-- Text shown follows --

= Suzanne Moon =

American historian of technology

Suzanne Marie Moon (born 1962) is an American historian of technology whose research focuses on agriculture and industry in Indonesia and more broadly in Southeast Asia. She is a Luke N. Walker Presidential Professor in the Department of the History of Science, Technology, and Medicine at the University of Oklahoma.

==Education and career==
Moon is originally from Atlanta, Georgia, where she was born in 1962. She majored in computer engineering at Auburn University, graduating in 1984, and earned a master's degree in electrical engineering in 1986 at Duke University, following which she worked as a software engineer in North Carolina.

Returning to graduate study in science and technology studies at Cornell University in the early 1990s, she earned a second master's degree in 1996 and completed her Ph.D. in 2000. Her dissertation, Constructing "Native Development": Technological Change and the Politics of Colonization in the Netherlands East Indies, 1905–1930, was supervised by Ronald R. Kline.

-- Text shown concluded --
-- Data provided follows --

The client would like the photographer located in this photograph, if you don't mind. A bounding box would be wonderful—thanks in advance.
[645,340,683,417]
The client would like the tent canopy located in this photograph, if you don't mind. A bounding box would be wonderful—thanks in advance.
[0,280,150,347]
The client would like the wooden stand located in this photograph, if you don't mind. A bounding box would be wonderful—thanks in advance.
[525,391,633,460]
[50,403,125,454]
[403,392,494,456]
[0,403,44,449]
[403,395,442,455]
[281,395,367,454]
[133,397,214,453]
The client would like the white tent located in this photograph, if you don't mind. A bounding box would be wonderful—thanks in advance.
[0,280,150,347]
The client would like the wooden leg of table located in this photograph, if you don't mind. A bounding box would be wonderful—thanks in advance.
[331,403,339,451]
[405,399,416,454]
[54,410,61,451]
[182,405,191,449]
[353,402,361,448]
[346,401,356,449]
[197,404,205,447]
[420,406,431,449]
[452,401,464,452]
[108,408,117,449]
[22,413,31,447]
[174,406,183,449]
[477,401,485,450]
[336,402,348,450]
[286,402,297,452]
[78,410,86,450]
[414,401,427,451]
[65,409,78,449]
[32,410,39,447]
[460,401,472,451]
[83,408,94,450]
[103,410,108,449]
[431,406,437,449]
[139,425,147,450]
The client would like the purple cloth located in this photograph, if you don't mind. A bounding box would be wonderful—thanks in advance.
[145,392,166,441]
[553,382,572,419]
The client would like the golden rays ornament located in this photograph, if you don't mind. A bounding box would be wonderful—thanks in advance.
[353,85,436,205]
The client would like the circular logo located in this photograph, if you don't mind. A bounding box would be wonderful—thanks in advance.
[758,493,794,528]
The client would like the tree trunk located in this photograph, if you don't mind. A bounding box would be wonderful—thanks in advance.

-- Data provided concluded --

Requirement 1: Translate this sentence from the article on Suzanne Moon into Spanish: "Moon is originally from Atlanta, Georgia, where she was born in 1962."
Requirement 2: Write a continuation of the article on Suzanne Moon, starting after its final sentence.
The items are separate material and are not part of the article on Suzanne Moon.

Task output 1: Moon es originaria de Atlanta, Georgia, donde nació en 1962.

Task output 2:
She became an assistant professor in the Science, Technology, and Society Program at Pennsylvania State University from 2000 to 2002, and an assistant professor in the Division of Liberal Arts and International Studies at the Colorado School of Mines from 2002 to 2007, before taking her present position at the University of Oklahoma.

She was editor-in-chief of the journal Technology and Culture from 2011 to 2021, the first woman to hold that position.

==Books==
Moon's books include:
- Technology and Ethical Idealism: A History of Development in the Netherlands East Indies (CNWS, 2007)
- Technology in Southeast Asian History (Johns Hopkins University Press, 2023)

==Recognition==
Moon was the 2021 recipient of the Leonardo da Vinci Medal, the highest honor of the Society for the History of Technology.